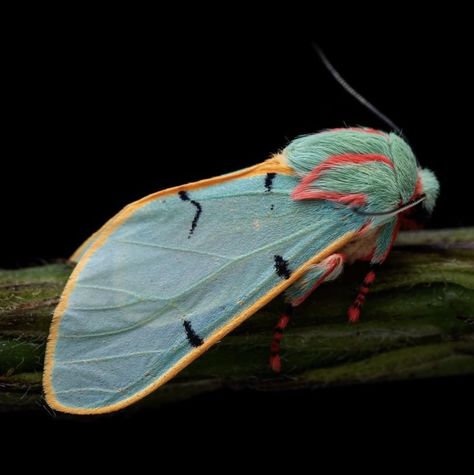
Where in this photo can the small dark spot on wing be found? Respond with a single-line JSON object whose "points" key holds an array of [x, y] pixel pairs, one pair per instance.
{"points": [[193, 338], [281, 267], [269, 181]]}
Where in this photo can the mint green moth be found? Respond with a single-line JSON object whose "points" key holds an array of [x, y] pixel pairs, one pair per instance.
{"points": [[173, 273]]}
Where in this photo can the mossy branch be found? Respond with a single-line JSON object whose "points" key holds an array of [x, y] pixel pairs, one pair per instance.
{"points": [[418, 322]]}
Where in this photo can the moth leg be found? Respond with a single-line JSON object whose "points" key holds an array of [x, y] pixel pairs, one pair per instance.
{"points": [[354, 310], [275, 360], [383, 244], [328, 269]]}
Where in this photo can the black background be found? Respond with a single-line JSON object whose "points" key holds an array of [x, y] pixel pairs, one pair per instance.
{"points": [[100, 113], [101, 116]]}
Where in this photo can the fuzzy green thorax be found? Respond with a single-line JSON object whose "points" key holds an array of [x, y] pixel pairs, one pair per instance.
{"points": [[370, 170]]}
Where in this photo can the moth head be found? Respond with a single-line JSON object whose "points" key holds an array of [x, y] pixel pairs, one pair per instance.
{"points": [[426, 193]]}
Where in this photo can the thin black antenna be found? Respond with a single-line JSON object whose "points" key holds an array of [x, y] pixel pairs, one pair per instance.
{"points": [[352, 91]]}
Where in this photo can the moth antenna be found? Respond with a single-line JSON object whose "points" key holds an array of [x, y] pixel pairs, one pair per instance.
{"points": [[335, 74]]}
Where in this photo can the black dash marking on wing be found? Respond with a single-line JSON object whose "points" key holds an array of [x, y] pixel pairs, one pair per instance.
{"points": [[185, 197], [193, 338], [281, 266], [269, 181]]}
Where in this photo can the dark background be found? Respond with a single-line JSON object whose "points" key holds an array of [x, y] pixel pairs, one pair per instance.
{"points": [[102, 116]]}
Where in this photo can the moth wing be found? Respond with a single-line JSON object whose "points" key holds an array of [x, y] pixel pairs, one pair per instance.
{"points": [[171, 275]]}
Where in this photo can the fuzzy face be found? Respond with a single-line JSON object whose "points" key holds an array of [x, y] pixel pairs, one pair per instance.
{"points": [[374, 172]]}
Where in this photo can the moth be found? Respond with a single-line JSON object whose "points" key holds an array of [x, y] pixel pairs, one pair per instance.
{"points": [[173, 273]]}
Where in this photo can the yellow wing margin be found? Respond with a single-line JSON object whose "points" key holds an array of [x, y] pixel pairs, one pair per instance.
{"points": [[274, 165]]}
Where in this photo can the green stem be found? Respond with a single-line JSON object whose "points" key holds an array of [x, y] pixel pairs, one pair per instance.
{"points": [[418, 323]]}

-=-=-=-=-

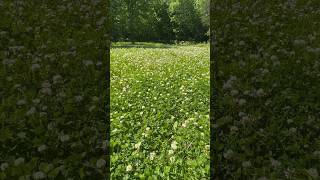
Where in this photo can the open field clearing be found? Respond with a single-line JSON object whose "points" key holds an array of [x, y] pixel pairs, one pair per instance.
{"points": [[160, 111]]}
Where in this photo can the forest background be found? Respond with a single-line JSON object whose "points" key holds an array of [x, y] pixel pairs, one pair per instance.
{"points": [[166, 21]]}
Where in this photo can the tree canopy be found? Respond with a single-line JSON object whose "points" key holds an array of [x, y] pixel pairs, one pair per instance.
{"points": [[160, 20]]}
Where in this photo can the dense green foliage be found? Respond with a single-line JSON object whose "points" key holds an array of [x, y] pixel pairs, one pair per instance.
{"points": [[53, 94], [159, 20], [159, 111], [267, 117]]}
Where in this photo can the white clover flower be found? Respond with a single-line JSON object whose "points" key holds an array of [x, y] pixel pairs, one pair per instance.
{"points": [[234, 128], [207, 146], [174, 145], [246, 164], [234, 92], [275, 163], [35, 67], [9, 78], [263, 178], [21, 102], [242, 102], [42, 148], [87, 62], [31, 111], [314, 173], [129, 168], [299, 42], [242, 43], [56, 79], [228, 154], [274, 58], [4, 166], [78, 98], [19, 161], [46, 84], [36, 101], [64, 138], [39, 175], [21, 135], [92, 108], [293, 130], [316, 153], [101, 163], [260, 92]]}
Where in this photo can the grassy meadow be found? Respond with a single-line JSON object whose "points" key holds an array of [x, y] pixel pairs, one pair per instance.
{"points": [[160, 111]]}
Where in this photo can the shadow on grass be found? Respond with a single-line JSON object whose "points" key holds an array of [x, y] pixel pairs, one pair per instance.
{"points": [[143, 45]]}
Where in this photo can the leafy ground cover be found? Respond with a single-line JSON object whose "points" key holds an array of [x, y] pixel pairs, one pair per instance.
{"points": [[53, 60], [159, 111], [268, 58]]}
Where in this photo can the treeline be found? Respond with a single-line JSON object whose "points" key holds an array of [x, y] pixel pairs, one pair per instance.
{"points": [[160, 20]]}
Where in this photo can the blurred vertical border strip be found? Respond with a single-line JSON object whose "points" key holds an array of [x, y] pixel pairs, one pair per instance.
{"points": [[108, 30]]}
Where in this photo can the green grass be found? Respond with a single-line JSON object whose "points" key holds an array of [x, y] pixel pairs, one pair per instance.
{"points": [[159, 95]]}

-=-=-=-=-

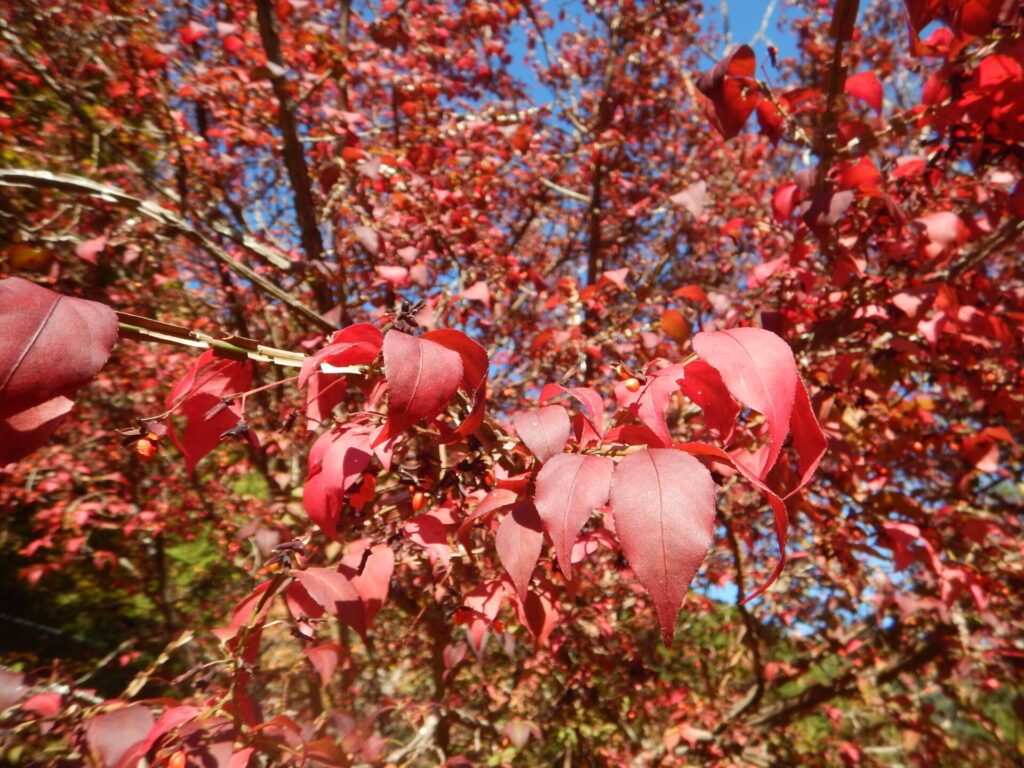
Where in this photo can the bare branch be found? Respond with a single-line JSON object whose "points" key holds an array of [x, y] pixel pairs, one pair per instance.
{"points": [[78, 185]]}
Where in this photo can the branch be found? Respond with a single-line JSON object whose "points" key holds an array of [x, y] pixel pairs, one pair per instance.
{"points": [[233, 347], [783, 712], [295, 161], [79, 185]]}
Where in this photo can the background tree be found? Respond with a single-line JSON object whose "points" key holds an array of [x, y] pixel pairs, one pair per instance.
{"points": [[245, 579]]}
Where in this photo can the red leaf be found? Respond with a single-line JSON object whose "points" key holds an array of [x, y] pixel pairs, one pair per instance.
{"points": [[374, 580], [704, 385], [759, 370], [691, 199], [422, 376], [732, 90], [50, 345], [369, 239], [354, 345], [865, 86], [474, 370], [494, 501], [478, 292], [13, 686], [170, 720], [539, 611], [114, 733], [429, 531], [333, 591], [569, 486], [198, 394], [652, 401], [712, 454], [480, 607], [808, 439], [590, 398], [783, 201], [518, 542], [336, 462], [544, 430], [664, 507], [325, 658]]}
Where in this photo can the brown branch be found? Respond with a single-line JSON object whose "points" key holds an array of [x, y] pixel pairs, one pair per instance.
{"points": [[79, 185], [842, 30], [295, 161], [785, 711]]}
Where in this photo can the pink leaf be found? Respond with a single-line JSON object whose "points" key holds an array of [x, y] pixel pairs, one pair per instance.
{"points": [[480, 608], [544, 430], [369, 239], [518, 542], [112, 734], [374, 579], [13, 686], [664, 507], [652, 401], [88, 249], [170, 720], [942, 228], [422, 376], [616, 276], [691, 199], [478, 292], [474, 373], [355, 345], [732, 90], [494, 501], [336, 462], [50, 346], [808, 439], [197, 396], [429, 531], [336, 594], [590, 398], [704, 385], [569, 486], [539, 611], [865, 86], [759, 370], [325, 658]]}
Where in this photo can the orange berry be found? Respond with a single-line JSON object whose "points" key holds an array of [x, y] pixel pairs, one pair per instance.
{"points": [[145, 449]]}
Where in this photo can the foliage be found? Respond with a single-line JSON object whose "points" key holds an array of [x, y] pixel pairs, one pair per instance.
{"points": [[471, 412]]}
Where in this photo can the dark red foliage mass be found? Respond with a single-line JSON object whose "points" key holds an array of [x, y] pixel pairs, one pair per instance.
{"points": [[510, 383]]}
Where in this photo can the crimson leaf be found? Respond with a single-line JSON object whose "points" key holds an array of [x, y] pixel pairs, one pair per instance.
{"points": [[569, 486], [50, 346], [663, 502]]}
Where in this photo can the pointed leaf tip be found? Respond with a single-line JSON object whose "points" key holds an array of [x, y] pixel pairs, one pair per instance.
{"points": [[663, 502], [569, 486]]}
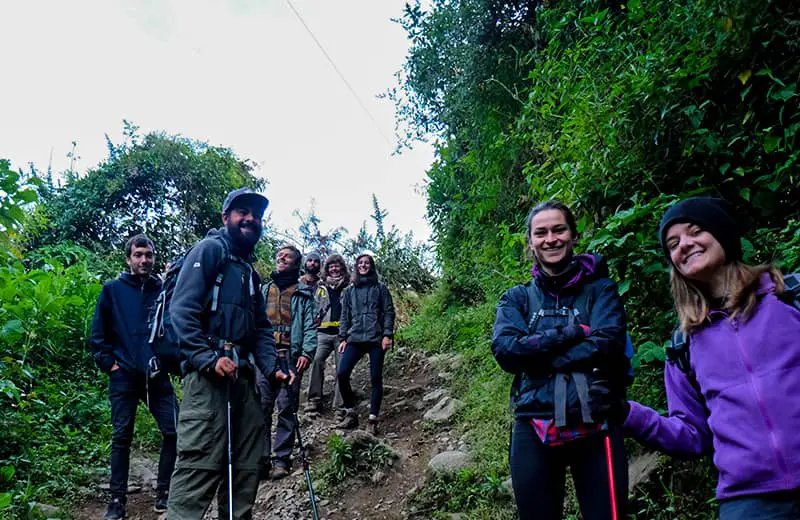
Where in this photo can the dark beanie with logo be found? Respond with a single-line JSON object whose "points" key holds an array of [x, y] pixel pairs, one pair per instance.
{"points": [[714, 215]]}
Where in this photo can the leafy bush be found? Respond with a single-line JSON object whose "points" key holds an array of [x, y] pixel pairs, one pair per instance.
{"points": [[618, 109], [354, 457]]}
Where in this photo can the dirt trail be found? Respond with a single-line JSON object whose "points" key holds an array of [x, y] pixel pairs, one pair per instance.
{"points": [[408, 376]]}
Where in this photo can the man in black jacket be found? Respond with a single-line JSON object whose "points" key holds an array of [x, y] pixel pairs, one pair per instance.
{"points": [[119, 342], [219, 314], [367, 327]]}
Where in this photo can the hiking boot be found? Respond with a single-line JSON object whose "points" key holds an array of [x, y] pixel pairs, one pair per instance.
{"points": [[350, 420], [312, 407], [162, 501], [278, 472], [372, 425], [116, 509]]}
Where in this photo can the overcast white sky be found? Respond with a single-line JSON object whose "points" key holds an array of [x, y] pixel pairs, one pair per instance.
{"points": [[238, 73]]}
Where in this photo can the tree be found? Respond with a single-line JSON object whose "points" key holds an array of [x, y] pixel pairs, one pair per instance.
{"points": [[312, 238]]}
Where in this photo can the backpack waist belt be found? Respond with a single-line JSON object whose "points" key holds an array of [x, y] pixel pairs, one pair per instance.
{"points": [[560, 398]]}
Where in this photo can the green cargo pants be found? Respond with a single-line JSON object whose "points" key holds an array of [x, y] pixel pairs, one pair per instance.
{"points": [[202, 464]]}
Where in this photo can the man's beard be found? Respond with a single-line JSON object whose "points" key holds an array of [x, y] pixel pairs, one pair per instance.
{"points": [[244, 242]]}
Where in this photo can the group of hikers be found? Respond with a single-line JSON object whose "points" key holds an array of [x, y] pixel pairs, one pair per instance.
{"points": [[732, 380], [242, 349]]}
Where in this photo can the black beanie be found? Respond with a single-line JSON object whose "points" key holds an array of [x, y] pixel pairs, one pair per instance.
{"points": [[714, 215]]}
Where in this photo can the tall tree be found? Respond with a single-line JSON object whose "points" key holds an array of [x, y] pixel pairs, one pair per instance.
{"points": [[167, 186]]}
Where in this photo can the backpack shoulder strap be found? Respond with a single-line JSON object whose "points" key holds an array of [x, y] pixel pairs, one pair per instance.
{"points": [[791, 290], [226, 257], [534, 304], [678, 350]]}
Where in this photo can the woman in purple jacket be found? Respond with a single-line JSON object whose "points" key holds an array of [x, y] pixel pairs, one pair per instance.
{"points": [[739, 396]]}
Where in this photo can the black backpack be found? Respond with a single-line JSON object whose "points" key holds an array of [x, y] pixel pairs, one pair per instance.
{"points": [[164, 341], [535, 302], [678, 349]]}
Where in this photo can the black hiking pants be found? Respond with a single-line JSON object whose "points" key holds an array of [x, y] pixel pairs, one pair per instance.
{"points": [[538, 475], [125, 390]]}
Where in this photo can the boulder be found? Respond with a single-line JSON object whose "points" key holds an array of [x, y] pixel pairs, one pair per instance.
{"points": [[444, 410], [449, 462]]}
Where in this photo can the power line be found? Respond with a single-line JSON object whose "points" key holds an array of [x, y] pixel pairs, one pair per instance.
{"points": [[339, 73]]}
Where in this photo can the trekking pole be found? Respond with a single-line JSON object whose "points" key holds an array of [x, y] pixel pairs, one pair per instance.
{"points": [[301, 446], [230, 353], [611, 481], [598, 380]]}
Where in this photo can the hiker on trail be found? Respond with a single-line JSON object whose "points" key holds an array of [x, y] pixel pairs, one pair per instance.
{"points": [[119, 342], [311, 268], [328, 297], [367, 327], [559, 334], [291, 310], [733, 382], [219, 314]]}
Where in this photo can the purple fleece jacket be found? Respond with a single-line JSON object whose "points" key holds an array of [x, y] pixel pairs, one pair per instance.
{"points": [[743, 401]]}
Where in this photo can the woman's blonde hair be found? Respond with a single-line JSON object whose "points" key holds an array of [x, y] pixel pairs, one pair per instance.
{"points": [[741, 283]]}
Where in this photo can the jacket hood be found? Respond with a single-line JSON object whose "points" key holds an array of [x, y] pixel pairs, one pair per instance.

-=-=-=-=-

• **Instructions for the task**
An exact, complete copy of the lines above from the one with "Where in this photo can the woman's" through the one with "Where in this photo can the jacket" is the whole answer.

• **Answer to the exercise**
Where in this photo can the woman's blonde hair be found? Respond with a single-line JSON object whose "points" key holds an array of [x, y] pixel pairs, one pair per instance.
{"points": [[741, 283]]}
Where in this photo can the jacket hood be found? Respond with a single-line JSON object whose "points" key holds an array of [x, y] pixel pairs, one pair per instance.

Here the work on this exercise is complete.